Questions:
1. Answer these questions from the article on Roger Kirby:
(a) What was the cause of his death?
(b) Who trained him?
(c) Which championship had he held in the National Wrestling Alliance?
2. Return the stretch of the article on Roger Kirby from "Personal information" through "Les Thatcher (cousin)", copied word for word.
3. Please supply the next part of the article on Roger Kirby, picking up after its last sentence.
(Beginning of Text segment)
Personal information
- Born: Willis Kirby December 14, 1939 Muncie, Indiana, U.S.
- Died: March 18, 2019 (aged 79) North Kansas City, Missouri, U.S.
- Cause of death: Pneumonia
- Children: 7
- Family: Les Thatcher (cousin)

Professional wrestling career
- Ring name(s): Roger Kirby Rip Kirby Bob Baker Billy Baker Cruiser
- Billed height: 5 ft 10 in (178 cm)
- Billed weight: 242 lb (110 kg)
- Billed from: Dunkirk, Indiana
- Trained by: Dick the Bruiser The Sheik
- Debut: 1960
- Retired: 1986

= Roger Kirby (wrestler) =

American professional wrestler (1939–2019)

Willis Kirby (December 14, 1939 – March 18, 2019), better known by the ring name Roger Kirby, was an American professional wrestler who competed throughout the United States, Mexico and Puerto Rico. He primarily competed within the National Wrestling Alliance, where he is a former NWA World Junior Heavyweight Champion, and also competed in promotions such as the World Wrestling Association, the World Wrestling Federation and Empresa Mexicana de Lucha Libre. Fellow wrestlers have called Kirby "one of the greatest performers to ever work in the squared circle".
(End of Text segment)
(Beginning of Source data)
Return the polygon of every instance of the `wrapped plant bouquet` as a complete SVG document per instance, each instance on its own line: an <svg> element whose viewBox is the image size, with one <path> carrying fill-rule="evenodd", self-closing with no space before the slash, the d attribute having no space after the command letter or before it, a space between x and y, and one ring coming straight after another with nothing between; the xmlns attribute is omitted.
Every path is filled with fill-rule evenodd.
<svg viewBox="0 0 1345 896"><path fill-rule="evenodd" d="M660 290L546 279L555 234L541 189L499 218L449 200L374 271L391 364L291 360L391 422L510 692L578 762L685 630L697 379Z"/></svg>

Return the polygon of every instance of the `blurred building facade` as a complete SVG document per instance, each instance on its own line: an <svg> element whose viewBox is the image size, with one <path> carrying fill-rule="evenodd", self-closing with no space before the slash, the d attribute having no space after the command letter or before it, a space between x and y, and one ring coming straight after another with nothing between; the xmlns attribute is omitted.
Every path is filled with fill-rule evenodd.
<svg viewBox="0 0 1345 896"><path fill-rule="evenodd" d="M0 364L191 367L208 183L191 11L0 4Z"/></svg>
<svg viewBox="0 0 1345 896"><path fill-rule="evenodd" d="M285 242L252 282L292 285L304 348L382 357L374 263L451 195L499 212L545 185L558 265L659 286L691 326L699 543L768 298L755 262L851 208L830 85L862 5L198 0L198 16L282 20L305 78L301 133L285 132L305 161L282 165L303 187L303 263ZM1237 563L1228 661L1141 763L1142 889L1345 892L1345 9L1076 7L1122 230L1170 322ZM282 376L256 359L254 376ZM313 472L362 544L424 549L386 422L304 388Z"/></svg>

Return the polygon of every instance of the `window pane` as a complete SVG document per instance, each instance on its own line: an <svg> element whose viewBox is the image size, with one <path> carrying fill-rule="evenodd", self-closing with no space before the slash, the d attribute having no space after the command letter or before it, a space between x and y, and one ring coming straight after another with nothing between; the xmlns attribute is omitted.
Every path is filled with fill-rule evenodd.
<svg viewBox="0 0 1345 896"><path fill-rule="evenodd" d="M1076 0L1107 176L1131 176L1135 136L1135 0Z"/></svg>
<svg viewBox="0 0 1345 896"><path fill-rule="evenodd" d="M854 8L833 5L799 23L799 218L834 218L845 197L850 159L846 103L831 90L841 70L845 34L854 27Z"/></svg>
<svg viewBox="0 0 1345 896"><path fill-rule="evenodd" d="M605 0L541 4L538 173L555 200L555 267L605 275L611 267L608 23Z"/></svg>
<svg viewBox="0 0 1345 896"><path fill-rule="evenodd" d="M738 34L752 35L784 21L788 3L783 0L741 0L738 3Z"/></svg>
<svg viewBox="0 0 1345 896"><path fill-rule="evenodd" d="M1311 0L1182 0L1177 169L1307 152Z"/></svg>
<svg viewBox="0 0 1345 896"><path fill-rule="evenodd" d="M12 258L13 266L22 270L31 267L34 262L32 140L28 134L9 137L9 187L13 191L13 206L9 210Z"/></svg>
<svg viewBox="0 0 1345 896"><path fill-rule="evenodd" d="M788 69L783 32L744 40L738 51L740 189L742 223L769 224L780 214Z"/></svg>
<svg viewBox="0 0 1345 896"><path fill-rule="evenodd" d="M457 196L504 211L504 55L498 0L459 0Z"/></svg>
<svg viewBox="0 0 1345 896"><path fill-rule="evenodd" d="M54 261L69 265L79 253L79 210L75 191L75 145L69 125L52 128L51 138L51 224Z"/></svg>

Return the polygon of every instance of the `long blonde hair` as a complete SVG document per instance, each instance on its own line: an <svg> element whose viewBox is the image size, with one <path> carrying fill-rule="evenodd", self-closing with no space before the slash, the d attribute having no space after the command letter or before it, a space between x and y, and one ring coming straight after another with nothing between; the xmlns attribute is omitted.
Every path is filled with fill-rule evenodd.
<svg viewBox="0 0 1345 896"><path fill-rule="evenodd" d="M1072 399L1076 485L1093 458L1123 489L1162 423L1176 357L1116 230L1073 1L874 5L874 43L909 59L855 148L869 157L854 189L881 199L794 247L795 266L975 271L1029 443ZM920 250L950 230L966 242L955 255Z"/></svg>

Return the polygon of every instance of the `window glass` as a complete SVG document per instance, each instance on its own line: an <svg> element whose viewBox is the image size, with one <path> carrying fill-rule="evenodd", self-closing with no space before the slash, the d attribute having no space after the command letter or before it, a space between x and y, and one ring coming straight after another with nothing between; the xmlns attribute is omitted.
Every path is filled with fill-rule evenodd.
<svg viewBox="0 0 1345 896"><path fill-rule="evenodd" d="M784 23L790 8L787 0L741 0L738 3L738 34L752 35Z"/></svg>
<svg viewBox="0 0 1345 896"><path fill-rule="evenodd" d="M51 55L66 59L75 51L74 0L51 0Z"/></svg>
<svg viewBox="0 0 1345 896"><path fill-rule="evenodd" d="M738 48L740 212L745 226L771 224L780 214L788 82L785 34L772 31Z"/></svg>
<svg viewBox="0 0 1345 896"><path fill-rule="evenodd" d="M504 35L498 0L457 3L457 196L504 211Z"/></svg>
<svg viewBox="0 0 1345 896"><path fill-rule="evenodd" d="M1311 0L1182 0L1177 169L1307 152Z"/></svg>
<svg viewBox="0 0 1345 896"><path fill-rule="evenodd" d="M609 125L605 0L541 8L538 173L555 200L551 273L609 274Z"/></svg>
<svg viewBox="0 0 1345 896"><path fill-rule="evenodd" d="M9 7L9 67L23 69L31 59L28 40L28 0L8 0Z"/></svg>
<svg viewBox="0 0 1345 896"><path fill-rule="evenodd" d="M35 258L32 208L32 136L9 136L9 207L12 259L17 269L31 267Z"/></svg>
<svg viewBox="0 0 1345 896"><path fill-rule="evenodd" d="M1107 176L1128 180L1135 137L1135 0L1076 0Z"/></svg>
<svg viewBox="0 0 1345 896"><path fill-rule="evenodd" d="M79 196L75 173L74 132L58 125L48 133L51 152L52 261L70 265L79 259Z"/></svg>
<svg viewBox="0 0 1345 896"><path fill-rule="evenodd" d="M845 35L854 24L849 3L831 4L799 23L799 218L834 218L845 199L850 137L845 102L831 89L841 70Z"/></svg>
(End of Source data)
Answers to the tasks:
1.
(a) Pneumonia
(b) Dick the Bruiser and The Sheik
(c) The NWA World Junior Heavyweight Championship

2.
Personal information
- Born: Willis Kirby December 14, 1939 Muncie, Indiana, U.S.
- Died: March 18, 2019 (aged 79) North Kansas City, Missouri, U.S.
- Cause of death: Pneumonia
- Children: 7
- Family: Les Thatcher (cousin)

3.
==Early life==
Willis Kirby was born on December 14, 1939, in Muncie, Indiana, and raised in Dunkirk, Indiana. He is a cousin of fellow professional wrestler Les Thatcher

==Professional wrestling career==
A Golden Gloves boxer prior to entering professional wrestling, Kirby was trained in grappling by Dick the Bruiser and The Sheik in Indianapolis. After graduating in 1957, Kirby attended a wrestling event at his high school, where he got into an altercation with Ron Shire for standing on the ring apron. After telling his mother about this, he was informed that his cousin's husband was a wrestler named "Cowboy" Dennis Hall. That Sunday, Kirby visited Hall and soon thereafter was wrestling as Wild Bill Baker. He worked at a glass factory while he underwent his wrestling training and four years later he was working full-time as a professional wrestler. As was custom prior to the 1990s due to kayfabe, Kirby would often accept if he was challenged at a bar. Despite being almost 6 feet and 230lbs, Kirby stated that he "was very aggressive because (he was) small, and stayed in shape so (he) could be aggressive."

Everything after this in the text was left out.